● **Consigne**: Extrayez mot pour mot de la chronique sur le commissaire Montalbano le passage qui va de « Une introduction au » jusqu'à « de son auteur. » inclus.

● **Texte à lire**:
---*---
Une introduction au monde du commissaire Montalbano

Une chronique de Richard

Cette chronique sera bien spéciale car je vais vous parler d’un de mes commissariats préférés, d’un policier au caractère exécrable, d’une galerie de personnages qui l’entourent bien et d’une ville fascinante de la Sicile ... qui n’existe que dans l’imaginaire de son auteur.

 

Andrea Camilleri est le créateur de ce commissaire bien particulier, Salvo Montalbano, nommé ainsi en hommage au grand Manuel Vazquez Montalban, grand écrivain espagnol. Montalbano est commissaire dans la petite ville de Vigata, un village imaginaire mais cependant typique de la Sicile.

 

Andrea Camilleri est mort il y a deux ans, à Rome, à l’âge vénérable de 93 ans. Véritable icône de la littérature italienne, il n’a jamais arrêté d’écrire, même quand il est devenu presqu’aveugle à la fin de sa vie.

 

Je l’avoue d’entrée de jeu, j’ai un plaisir fou à lire les enquêtes de ce commissaire au caractère bouillant et à la réprimande facile. Il me faut ma dose annuelle d’air salin de la Méditerranée. Quand il devient nécessaire de prendre une pause de bons romans noirs, des bonnes enquêtes par des inspecteurs alcooliques ou véreux, après quelques meurtres violents et inhumains et un ou deux thrillers haletants, j’aime bien m’aventurer à Vigata où je retrouve l’équipe du «dottore» et tous les personnages qui, roman après roman, me sont devenus familiers. Eh oui, avec Montalbano, je me sens entre amis, presque en famille.
---*---
● **Données étudiées**:
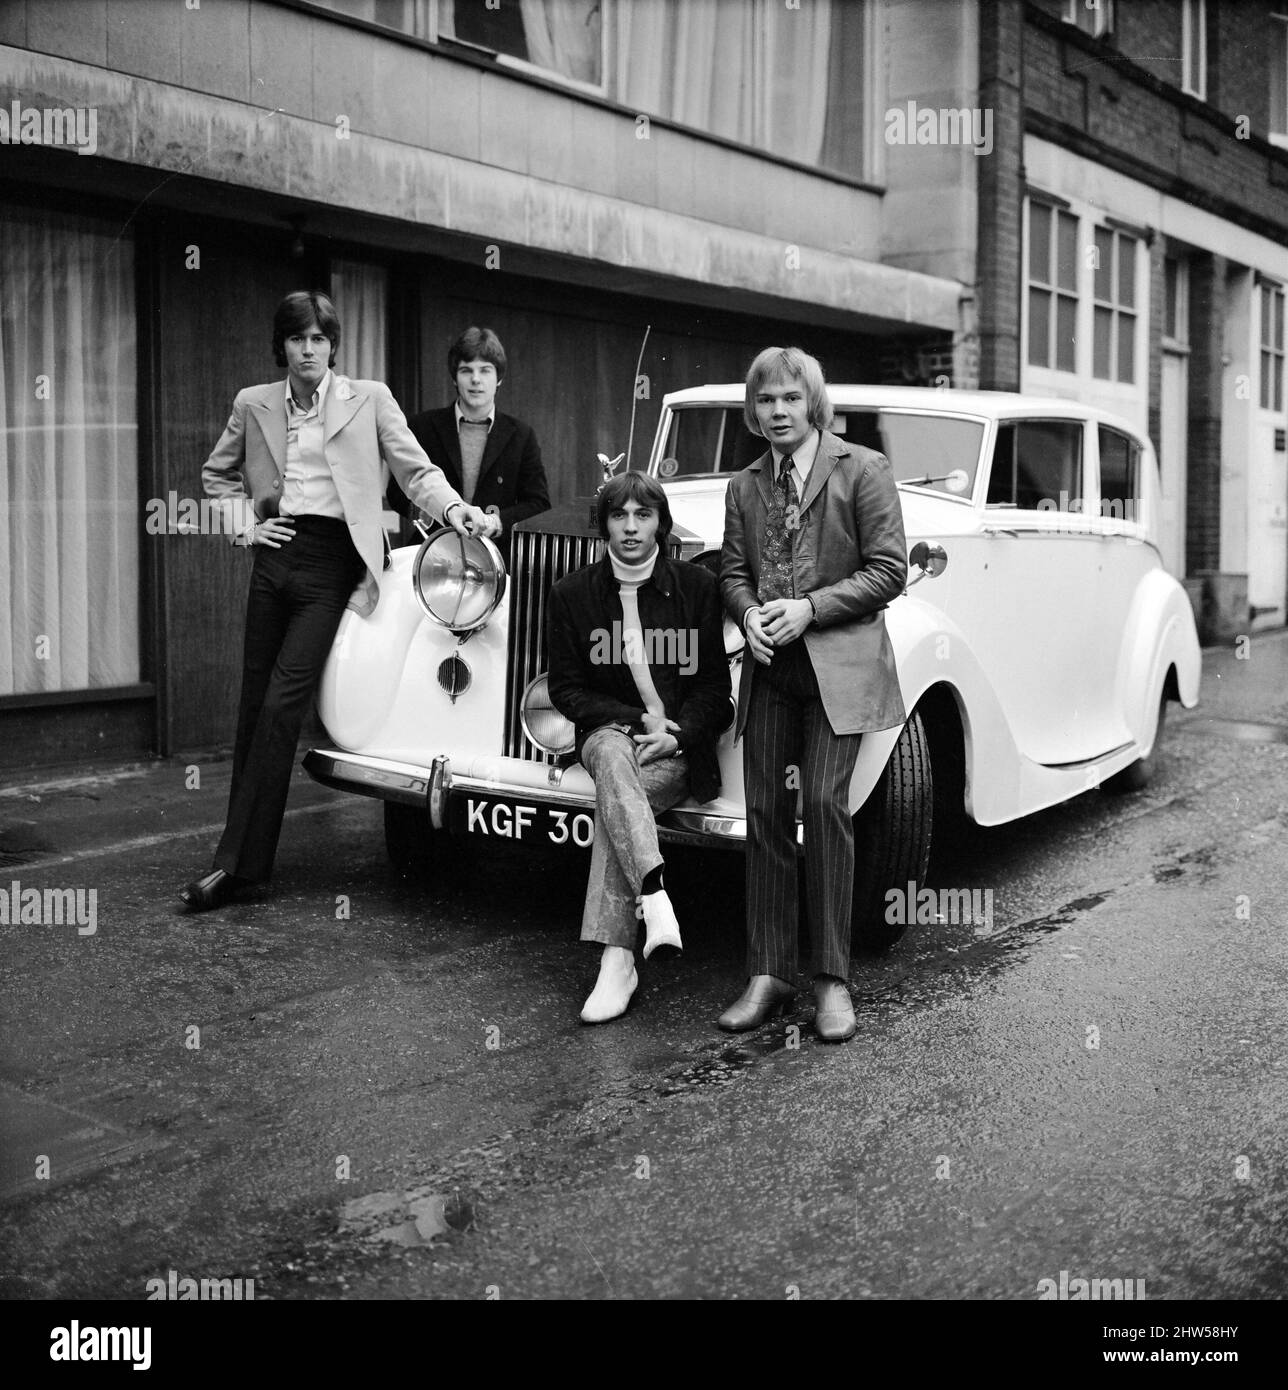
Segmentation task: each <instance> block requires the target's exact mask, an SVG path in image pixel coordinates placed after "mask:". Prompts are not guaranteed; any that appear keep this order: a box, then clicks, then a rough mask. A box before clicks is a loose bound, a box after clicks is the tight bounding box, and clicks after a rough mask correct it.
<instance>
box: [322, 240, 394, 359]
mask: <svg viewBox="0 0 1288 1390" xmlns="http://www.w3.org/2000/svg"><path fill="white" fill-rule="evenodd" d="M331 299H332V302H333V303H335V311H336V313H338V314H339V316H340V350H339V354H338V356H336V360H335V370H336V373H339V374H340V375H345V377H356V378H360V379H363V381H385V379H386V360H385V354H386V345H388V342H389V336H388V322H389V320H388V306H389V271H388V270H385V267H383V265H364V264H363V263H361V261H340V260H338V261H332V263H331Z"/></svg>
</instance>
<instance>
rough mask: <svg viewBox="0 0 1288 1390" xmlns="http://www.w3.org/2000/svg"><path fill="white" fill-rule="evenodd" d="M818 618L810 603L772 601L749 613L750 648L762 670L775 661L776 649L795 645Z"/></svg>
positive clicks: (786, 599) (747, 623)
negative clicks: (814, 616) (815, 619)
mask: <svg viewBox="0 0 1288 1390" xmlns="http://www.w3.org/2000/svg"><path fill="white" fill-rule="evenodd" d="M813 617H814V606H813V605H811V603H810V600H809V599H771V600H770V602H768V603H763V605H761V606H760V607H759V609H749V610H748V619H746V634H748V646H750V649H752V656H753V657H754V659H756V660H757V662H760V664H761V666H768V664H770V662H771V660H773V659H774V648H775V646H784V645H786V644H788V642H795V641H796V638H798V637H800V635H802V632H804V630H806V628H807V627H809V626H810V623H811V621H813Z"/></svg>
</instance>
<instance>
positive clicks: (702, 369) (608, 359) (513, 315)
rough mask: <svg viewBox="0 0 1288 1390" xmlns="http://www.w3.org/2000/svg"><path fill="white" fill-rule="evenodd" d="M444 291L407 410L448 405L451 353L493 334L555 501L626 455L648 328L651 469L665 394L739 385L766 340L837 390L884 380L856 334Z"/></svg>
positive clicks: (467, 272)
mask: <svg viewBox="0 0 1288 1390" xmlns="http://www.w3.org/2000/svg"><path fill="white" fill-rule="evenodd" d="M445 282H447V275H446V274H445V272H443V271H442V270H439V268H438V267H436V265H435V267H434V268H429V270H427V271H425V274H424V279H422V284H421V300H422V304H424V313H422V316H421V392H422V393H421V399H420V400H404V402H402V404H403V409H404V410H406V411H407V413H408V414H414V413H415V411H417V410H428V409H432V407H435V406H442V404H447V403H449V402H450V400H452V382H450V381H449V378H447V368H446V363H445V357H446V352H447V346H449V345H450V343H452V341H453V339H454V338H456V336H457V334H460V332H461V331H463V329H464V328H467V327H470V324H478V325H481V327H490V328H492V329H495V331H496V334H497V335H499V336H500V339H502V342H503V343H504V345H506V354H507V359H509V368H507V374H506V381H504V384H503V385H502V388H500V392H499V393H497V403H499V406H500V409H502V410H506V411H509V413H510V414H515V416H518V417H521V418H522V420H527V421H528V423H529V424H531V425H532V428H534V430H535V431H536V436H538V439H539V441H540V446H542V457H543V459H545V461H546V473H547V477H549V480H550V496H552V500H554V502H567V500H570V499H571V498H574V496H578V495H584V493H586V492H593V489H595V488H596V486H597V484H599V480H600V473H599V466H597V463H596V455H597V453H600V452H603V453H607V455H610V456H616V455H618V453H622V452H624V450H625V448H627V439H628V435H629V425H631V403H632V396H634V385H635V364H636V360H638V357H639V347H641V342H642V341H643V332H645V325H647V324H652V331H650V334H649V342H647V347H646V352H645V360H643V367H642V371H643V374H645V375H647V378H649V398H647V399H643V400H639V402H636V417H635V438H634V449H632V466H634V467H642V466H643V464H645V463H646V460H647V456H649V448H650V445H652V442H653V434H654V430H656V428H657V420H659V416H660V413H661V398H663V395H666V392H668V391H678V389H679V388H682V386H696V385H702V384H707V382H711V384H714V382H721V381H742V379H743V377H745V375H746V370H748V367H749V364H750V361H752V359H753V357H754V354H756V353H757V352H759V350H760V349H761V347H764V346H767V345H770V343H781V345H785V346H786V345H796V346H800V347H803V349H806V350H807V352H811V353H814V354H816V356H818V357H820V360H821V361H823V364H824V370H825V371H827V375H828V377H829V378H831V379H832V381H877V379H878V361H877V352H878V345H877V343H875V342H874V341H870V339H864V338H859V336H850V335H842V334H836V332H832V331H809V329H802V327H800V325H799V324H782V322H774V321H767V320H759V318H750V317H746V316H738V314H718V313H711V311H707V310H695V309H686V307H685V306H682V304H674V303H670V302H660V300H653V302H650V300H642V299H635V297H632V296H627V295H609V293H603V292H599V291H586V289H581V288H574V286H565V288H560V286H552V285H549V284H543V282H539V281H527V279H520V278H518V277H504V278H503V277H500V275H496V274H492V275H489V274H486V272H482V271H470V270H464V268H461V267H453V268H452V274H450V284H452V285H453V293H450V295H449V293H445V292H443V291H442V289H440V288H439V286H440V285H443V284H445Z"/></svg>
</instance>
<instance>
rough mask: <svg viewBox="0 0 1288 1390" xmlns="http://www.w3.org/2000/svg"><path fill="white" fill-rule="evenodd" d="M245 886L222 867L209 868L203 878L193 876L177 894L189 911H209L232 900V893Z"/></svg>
---*---
● **Réponse proposée**:
Une introduction au monde du commissaire Montalbano

Une chronique de Richard

Cette chronique sera bien spéciale car je vais vous parler d’un de mes commissariats préférés, d’un policier au caractère exécrable, d’une galerie de personnages qui l’entourent bien et d’une ville fascinante de la Sicile ... qui n’existe que dans l’imaginaire de son auteur.